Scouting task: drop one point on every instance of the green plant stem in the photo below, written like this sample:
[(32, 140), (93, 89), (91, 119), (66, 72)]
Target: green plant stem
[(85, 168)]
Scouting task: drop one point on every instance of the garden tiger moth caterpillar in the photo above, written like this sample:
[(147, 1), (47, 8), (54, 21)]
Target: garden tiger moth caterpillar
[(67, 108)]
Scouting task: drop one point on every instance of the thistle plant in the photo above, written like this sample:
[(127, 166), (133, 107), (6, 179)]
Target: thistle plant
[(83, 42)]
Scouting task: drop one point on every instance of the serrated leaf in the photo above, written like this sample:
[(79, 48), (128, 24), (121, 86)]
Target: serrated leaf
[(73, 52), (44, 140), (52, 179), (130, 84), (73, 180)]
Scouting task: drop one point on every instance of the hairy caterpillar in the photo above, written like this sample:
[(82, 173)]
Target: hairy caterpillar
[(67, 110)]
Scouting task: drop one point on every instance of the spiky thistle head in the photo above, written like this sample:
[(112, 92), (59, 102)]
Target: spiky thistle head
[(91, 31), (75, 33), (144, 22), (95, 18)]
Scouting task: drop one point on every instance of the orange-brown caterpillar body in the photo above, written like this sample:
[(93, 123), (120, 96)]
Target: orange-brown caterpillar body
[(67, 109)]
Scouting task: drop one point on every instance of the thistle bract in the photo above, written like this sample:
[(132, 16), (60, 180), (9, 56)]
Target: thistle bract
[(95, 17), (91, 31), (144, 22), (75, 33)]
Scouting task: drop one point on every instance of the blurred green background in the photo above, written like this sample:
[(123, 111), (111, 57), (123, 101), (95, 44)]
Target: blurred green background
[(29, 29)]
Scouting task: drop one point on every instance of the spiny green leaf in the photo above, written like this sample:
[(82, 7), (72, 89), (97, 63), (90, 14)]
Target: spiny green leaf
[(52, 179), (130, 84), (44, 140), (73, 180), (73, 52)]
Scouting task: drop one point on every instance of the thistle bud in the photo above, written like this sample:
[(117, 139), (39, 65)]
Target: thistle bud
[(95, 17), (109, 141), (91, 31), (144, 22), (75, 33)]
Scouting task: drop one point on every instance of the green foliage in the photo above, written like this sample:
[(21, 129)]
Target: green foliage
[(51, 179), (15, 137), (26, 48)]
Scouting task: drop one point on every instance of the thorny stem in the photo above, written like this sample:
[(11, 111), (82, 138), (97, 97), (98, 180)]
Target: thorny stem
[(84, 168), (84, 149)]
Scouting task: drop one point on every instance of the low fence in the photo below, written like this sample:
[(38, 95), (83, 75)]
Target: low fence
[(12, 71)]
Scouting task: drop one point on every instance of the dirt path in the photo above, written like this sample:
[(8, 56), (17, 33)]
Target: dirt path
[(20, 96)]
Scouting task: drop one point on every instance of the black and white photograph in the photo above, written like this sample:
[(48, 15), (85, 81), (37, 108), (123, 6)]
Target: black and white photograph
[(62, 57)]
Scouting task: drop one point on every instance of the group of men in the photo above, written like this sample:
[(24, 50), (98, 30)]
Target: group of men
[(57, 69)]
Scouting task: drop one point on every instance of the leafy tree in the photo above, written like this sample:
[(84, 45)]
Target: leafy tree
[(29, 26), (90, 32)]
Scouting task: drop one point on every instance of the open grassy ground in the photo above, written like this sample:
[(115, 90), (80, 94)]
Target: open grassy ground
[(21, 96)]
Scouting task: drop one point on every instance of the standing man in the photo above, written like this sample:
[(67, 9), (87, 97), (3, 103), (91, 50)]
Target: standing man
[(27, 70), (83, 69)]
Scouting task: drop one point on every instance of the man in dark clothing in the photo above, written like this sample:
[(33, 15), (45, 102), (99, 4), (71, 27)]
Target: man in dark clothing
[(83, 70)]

** TASK TO CARRY OUT **
Reproduce all of the items above word for word, with no line changed, added, or left out.

** TASK RESPONSE **
Scouting task: drop one point on every instance of the green plant stem in the photo below, written like this sample:
[(32, 140), (93, 89), (91, 119), (66, 72)]
Target: green plant stem
[(85, 168)]
Scouting task: drop one point on every instance of the garden tiger moth caterpillar in the photo above, written like this sample:
[(147, 1), (47, 8), (54, 21)]
Target: garden tiger moth caterpillar
[(67, 108)]
Scouting task: drop one point on every instance of the thistle plant in the photo above, written like this sample:
[(127, 166), (133, 107), (6, 179)]
Target: thistle plant
[(83, 42)]
Scouting task: drop one point on every instance of the serrated leaf in the photo above, written like this sample:
[(79, 48), (128, 24), (121, 86)]
Target: serrated leaf
[(73, 52), (44, 140), (52, 179), (130, 84), (73, 180)]
Scouting task: drop one point on every instance of the hairy caterpillar in the photo above, written like this sample:
[(82, 173)]
Target: hairy caterpillar
[(67, 110)]
Scouting task: drop one point on every instance of the spiky thistle head in the photo above, written like this sample:
[(112, 92), (59, 102)]
Target: spiky thistle head
[(91, 31), (75, 33), (144, 22), (95, 18)]
Scouting task: drop one point on every instance of the orange-brown caterpillar body in the photo above, written like this sample:
[(93, 123), (120, 96)]
Target: orange-brown caterpillar body
[(67, 109)]
Scouting task: drop one point on every instance of the thistle bract in the photo above, written like this sample:
[(132, 16), (60, 180), (9, 56)]
Target: thistle bract
[(95, 17), (91, 31), (144, 22), (75, 33)]
Scouting task: drop one point on every instance of the blurred green background in the photo above, written like this sample:
[(123, 111), (111, 57), (123, 101), (95, 44)]
Target: blurred green background
[(29, 29)]
Scouting task: drop one point on every instance of the spiny green leaf in the photo above, written like this sample:
[(82, 7), (72, 89), (97, 63), (90, 14)]
Target: spiny green leaf
[(52, 179), (130, 84), (44, 140), (73, 180), (73, 52)]
Scouting task: drop one point on every instance of the thistle bud in the photo above, written like this sample:
[(117, 139), (39, 65)]
Target: thistle bud
[(95, 17), (109, 141), (91, 31), (144, 22), (75, 33)]
Scouting task: drop one point on every instance of the green foliage in the photo above, written like this sample:
[(21, 129)]
Target: green foliage
[(51, 179), (15, 137), (26, 48)]
Scouting task: drop one point on every instance of the thorny stem in the photo above, written like this sample:
[(11, 111), (82, 138), (97, 97), (98, 180)]
Target: thorny stem
[(84, 168), (84, 149)]
Scouting task: drop one point on every instance of the low fence in the photo below, written like this sample:
[(38, 95), (83, 75)]
Target: low fence
[(12, 71)]
Scouting task: drop one point on every instance of the dirt path in the photo above, written like this sample:
[(8, 56), (17, 33)]
Target: dirt path
[(20, 96)]
Scouting task: drop one point on every instance of the black and white photograph in the photo above, written like this sample:
[(48, 15), (85, 81), (37, 108), (123, 6)]
Target: black and white photograph
[(62, 57)]
Scouting task: drop one point on every instance of the group of men in the photo above, written like this sample:
[(24, 50), (98, 30)]
Target: group of men
[(57, 69)]
Scouting task: drop one point on every instance of the leafy tree in the photo above, written like this sample:
[(84, 45)]
Target: leafy tree
[(29, 26), (90, 32)]
Scouting task: drop one point on every instance of the open grassy ground in the photo above, written like this sample:
[(115, 90), (80, 94)]
Target: open grassy ground
[(21, 96)]
Scouting task: drop one point on every instance of the standing man in the photo above, written like this sample:
[(67, 9), (87, 97), (3, 103), (91, 50)]
Target: standing man
[(27, 70), (83, 69)]
Scouting task: drop one point on every instance of the man in dark clothing in the photo above, written like this sample:
[(33, 15), (45, 102), (99, 4), (71, 27)]
Target: man in dark clothing
[(83, 70)]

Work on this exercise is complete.